**Provided text**
After hanging up I felt extremely proud of
myself. How emotionally intelligent! I had held, and even enjoyed, a
conversation that I never thought I'd be strong enough to execute without
tears. I got on with my usual routine of cooking dinner, getting my running
gear ready and puttering around my room. My super analytical brain started
doing what it loves to do, dismantling and rearranging the conversation and
looking for hidden messages. Before I knew it I was experiencing new emotions,
mainly anger as I constructed false realities about what was, and was not, said
and meant. Whoah, wait, wasn't I fine just a moment ago? What the hell
happened? Where were these feelings coming from? Voices of ghosts. Ghosts that
told me I was never good enough for him, that I was broken, that he never
really loved me, that he is happier without me, and all the other hurtful
things that he never actually said but I subconsciously believed. Those
self-inflicted sentiments inspiring anger, anger needed to defend my budding
sense of self worth. Ironically however, the person I was defending myself
against was no one other than me; pain brought on by that damned voice. What a
beautiful example of how I think myself into emotional pain.
A few days later, during one of my daily
runs, the lightbulb came on in a flash so bright that I was literally blinded.

**What this exercise asks**
**A)** Answer these questions using the passage:
(i) What did the narrator do as part of the usual routine after hanging up?
(ii) What emotion does the narrator name as the main new one?
(iii) What was the narrator doing when the lightbulb came on a few days later?
**B)** Summarize the passage in two sentences.

Entries in the collection
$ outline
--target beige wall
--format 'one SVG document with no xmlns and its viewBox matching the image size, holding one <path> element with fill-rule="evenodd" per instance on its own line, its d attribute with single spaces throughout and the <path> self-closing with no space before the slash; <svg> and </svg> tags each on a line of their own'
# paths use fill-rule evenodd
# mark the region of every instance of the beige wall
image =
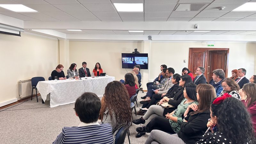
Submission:
<svg viewBox="0 0 256 144">
<path fill-rule="evenodd" d="M 48 80 L 59 63 L 58 40 L 21 35 L 0 34 L 0 103 L 19 99 L 19 81 L 35 76 Z"/>
</svg>

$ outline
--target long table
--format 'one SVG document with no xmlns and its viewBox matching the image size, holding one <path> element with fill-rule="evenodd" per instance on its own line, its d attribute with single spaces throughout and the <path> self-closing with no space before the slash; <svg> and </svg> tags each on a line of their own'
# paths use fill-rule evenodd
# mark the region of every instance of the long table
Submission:
<svg viewBox="0 0 256 144">
<path fill-rule="evenodd" d="M 85 79 L 86 78 L 86 79 Z M 92 92 L 100 97 L 103 96 L 105 87 L 115 80 L 113 76 L 83 77 L 82 79 L 68 79 L 39 82 L 36 88 L 45 101 L 47 95 L 50 93 L 50 107 L 53 108 L 75 102 L 84 92 Z"/>
</svg>

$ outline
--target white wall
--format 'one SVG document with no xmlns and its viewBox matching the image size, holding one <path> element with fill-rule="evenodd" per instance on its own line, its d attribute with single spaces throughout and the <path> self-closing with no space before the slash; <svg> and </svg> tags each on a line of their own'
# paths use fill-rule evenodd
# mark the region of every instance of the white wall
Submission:
<svg viewBox="0 0 256 144">
<path fill-rule="evenodd" d="M 21 33 L 0 34 L 0 103 L 19 99 L 18 82 L 35 76 L 47 80 L 58 64 L 58 41 Z"/>
</svg>

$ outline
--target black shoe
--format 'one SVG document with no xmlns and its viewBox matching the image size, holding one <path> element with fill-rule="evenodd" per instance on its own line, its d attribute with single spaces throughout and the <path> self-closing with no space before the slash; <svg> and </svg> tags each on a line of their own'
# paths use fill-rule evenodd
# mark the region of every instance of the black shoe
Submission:
<svg viewBox="0 0 256 144">
<path fill-rule="evenodd" d="M 146 132 L 144 132 L 144 133 L 137 133 L 137 134 L 136 134 L 136 135 L 135 136 L 135 137 L 136 138 L 140 138 L 140 137 L 141 137 L 141 136 L 143 136 L 143 135 L 145 135 L 145 134 L 146 134 Z"/>
<path fill-rule="evenodd" d="M 148 130 L 148 128 L 146 126 L 141 126 L 136 128 L 136 131 L 139 133 L 143 133 L 144 132 L 150 132 L 150 131 Z"/>
<path fill-rule="evenodd" d="M 132 123 L 136 124 L 144 124 L 145 123 L 145 121 L 146 121 L 145 120 L 142 120 L 142 117 L 141 117 L 139 119 L 132 120 Z"/>
</svg>

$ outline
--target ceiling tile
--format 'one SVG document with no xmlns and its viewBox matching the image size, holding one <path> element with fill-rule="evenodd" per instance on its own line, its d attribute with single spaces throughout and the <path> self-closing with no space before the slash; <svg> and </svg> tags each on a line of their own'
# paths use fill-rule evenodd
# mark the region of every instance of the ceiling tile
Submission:
<svg viewBox="0 0 256 144">
<path fill-rule="evenodd" d="M 214 21 L 235 21 L 240 20 L 243 18 L 219 18 L 215 20 Z"/>
<path fill-rule="evenodd" d="M 145 12 L 145 18 L 168 18 L 171 14 L 170 12 Z"/>
<path fill-rule="evenodd" d="M 228 12 L 201 12 L 196 16 L 196 18 L 218 18 Z"/>
<path fill-rule="evenodd" d="M 226 33 L 219 34 L 218 35 L 232 35 L 234 34 L 244 32 L 245 31 L 229 31 Z"/>
<path fill-rule="evenodd" d="M 53 4 L 53 5 L 63 12 L 88 12 L 88 10 L 80 4 Z"/>
<path fill-rule="evenodd" d="M 81 4 L 110 4 L 109 0 L 77 0 Z"/>
<path fill-rule="evenodd" d="M 192 19 L 192 18 L 169 18 L 167 20 L 167 21 L 188 21 Z"/>
<path fill-rule="evenodd" d="M 43 0 L 12 0 L 21 4 L 47 4 Z"/>
<path fill-rule="evenodd" d="M 98 31 L 104 35 L 115 35 L 112 30 L 98 30 Z"/>
<path fill-rule="evenodd" d="M 145 11 L 172 12 L 176 5 L 176 4 L 145 4 Z"/>
<path fill-rule="evenodd" d="M 130 35 L 128 30 L 113 30 L 113 31 L 116 35 Z"/>
<path fill-rule="evenodd" d="M 44 0 L 51 4 L 79 4 L 76 0 Z"/>
<path fill-rule="evenodd" d="M 176 31 L 162 30 L 158 35 L 172 35 L 176 32 Z"/>
<path fill-rule="evenodd" d="M 122 18 L 124 21 L 143 21 L 143 18 Z"/>
<path fill-rule="evenodd" d="M 220 6 L 226 7 L 224 9 L 224 11 L 232 11 L 244 4 L 244 3 L 212 3 L 203 11 L 203 12 L 219 11 L 219 10 L 217 8 Z"/>
<path fill-rule="evenodd" d="M 165 21 L 167 19 L 165 18 L 145 18 L 145 21 Z"/>
<path fill-rule="evenodd" d="M 119 12 L 121 18 L 143 18 L 144 14 L 143 12 Z"/>
<path fill-rule="evenodd" d="M 199 12 L 173 12 L 170 18 L 193 18 Z"/>
<path fill-rule="evenodd" d="M 117 12 L 92 12 L 98 18 L 119 18 Z"/>
<path fill-rule="evenodd" d="M 120 18 L 101 18 L 100 19 L 103 21 L 122 21 Z"/>
<path fill-rule="evenodd" d="M 190 20 L 190 21 L 211 21 L 217 18 L 194 18 Z"/>
<path fill-rule="evenodd" d="M 168 4 L 176 3 L 178 2 L 179 0 L 145 0 L 145 4 Z"/>
<path fill-rule="evenodd" d="M 83 5 L 91 12 L 116 12 L 111 4 L 84 4 Z"/>
<path fill-rule="evenodd" d="M 255 12 L 230 12 L 221 16 L 222 18 L 241 18 L 254 14 Z"/>
<path fill-rule="evenodd" d="M 204 35 L 216 35 L 222 34 L 228 32 L 228 31 L 211 31 L 205 33 Z"/>
<path fill-rule="evenodd" d="M 237 21 L 256 21 L 256 18 L 244 18 L 239 20 Z"/>
<path fill-rule="evenodd" d="M 50 4 L 24 4 L 39 12 L 61 12 L 61 11 Z"/>
</svg>

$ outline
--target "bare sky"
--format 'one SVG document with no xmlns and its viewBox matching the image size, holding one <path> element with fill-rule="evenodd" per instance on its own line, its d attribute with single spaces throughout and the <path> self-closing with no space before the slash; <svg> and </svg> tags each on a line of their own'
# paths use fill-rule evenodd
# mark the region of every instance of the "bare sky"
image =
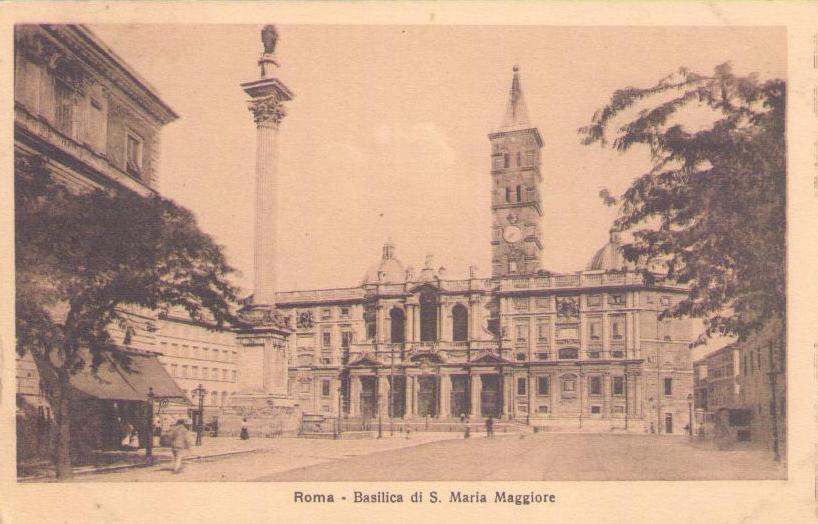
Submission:
<svg viewBox="0 0 818 524">
<path fill-rule="evenodd" d="M 256 26 L 92 26 L 180 115 L 162 137 L 160 189 L 226 246 L 249 289 L 255 127 L 239 84 L 258 77 Z M 542 155 L 543 267 L 582 269 L 607 240 L 638 152 L 580 145 L 618 88 L 686 66 L 731 61 L 786 75 L 783 29 L 770 27 L 279 26 L 279 78 L 296 94 L 280 132 L 281 290 L 360 283 L 391 237 L 396 256 L 427 253 L 450 278 L 490 273 L 487 134 L 520 65 Z"/>
</svg>

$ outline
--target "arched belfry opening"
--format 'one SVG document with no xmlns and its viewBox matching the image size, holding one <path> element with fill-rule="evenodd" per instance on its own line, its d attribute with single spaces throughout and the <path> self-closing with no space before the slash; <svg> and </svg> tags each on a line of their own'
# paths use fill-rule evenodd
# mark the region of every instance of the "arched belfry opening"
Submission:
<svg viewBox="0 0 818 524">
<path fill-rule="evenodd" d="M 437 340 L 437 295 L 429 291 L 420 295 L 420 340 Z"/>
<path fill-rule="evenodd" d="M 393 344 L 402 344 L 406 341 L 406 315 L 402 309 L 392 308 L 389 311 L 389 341 Z"/>
<path fill-rule="evenodd" d="M 469 339 L 469 310 L 463 304 L 452 308 L 452 340 L 463 342 Z"/>
</svg>

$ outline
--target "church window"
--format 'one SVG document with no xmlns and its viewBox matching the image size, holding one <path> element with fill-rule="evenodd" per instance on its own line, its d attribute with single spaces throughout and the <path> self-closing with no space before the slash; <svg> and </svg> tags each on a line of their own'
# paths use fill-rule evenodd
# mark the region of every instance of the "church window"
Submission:
<svg viewBox="0 0 818 524">
<path fill-rule="evenodd" d="M 548 377 L 537 377 L 537 395 L 547 395 L 549 392 L 550 381 Z"/>
<path fill-rule="evenodd" d="M 534 164 L 537 163 L 537 152 L 534 151 L 533 149 L 530 151 L 526 151 L 525 160 L 526 164 L 528 164 L 529 166 L 533 166 Z"/>
<path fill-rule="evenodd" d="M 610 304 L 612 306 L 623 306 L 623 305 L 625 305 L 625 295 L 622 295 L 622 294 L 608 295 L 608 304 Z"/>
<path fill-rule="evenodd" d="M 666 378 L 665 379 L 665 396 L 669 397 L 673 395 L 673 379 Z"/>
<path fill-rule="evenodd" d="M 624 319 L 616 318 L 611 319 L 611 339 L 613 340 L 622 340 L 624 337 Z"/>
<path fill-rule="evenodd" d="M 457 304 L 452 308 L 452 340 L 465 341 L 469 338 L 469 312 L 466 306 Z"/>
<path fill-rule="evenodd" d="M 613 377 L 613 382 L 611 383 L 611 393 L 614 395 L 625 394 L 625 377 Z"/>
<path fill-rule="evenodd" d="M 393 344 L 402 343 L 405 340 L 404 329 L 406 327 L 403 310 L 398 308 L 392 308 L 389 311 L 389 320 L 390 320 L 389 341 L 392 342 Z"/>
<path fill-rule="evenodd" d="M 528 342 L 528 324 L 517 324 L 515 329 L 517 342 Z"/>
<path fill-rule="evenodd" d="M 437 340 L 437 298 L 432 293 L 420 296 L 420 340 Z"/>
<path fill-rule="evenodd" d="M 548 342 L 548 334 L 551 331 L 551 326 L 547 322 L 539 322 L 537 324 L 537 342 Z"/>
<path fill-rule="evenodd" d="M 601 395 L 602 377 L 588 377 L 588 388 L 591 390 L 591 395 Z"/>
<path fill-rule="evenodd" d="M 602 338 L 602 322 L 599 320 L 592 320 L 588 323 L 588 336 L 591 340 L 600 340 Z"/>
<path fill-rule="evenodd" d="M 525 395 L 528 391 L 528 381 L 525 377 L 520 377 L 517 379 L 517 394 L 518 395 Z"/>
<path fill-rule="evenodd" d="M 579 350 L 577 348 L 560 349 L 559 357 L 562 360 L 576 360 L 579 358 Z"/>
</svg>

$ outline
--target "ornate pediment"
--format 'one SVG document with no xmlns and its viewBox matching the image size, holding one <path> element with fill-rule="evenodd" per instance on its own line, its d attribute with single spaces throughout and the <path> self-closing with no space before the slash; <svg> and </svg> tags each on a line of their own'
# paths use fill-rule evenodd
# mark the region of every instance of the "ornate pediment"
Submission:
<svg viewBox="0 0 818 524">
<path fill-rule="evenodd" d="M 472 364 L 510 364 L 510 360 L 500 358 L 496 353 L 490 351 L 481 351 L 474 358 L 471 359 Z"/>
<path fill-rule="evenodd" d="M 407 359 L 409 362 L 424 365 L 445 364 L 446 359 L 438 352 L 431 351 L 413 351 L 409 353 Z"/>
<path fill-rule="evenodd" d="M 381 362 L 372 353 L 364 353 L 358 359 L 353 360 L 352 362 L 349 363 L 349 367 L 375 367 L 382 365 L 383 362 Z"/>
</svg>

**Numbered responses**
**A)**
(i) Cooked dinner, got running gear ready and puttered around the room.
(ii) Anger.
(iii) Going on one of the daily runs.

**B)** After a conversation the narrator never expected to get through without tears, the narrator felt proud, but soon began analyzing it for hidden messages and felt anger. That anger came from self-inflicted beliefs about things the other person never actually said, so the narrator was really defending against their own voice, and a few days later a sudden insight came during a run.